- _Exercise directions_:
Swap "front tire" for "front wheel" throughout the records and write them out again with nothing else changed. Omit the pictures.

Stored data entries:
⟨
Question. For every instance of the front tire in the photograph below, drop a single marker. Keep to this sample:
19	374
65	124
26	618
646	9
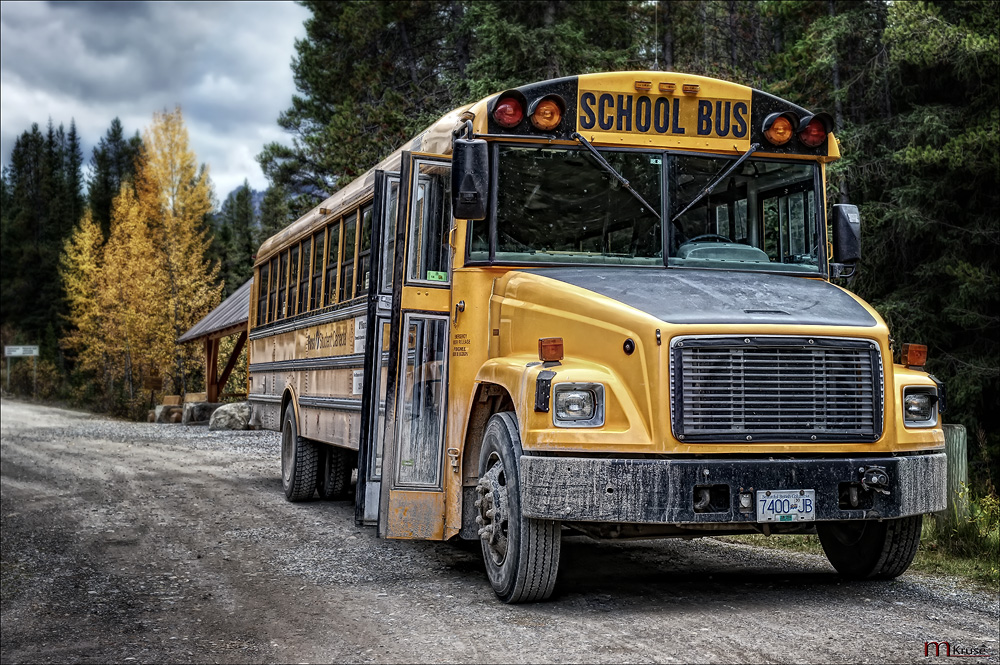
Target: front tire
299	460
871	550
521	554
⟩
- _Exercise response_:
Question. For every instance of the front wheel in the photograph below, drop a single marker. Keep to this sample:
19	374
65	124
26	618
646	9
Target: front wheel
299	460
871	550
521	554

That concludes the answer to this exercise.